#### Problem to work on:
Every record listed below should be copied exactly.

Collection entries
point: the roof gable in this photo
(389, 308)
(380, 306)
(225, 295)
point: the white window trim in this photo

#### Written answer:
point: the roof gable in this photo
(389, 308)
(380, 306)
(225, 295)
point: the white window trim in this photo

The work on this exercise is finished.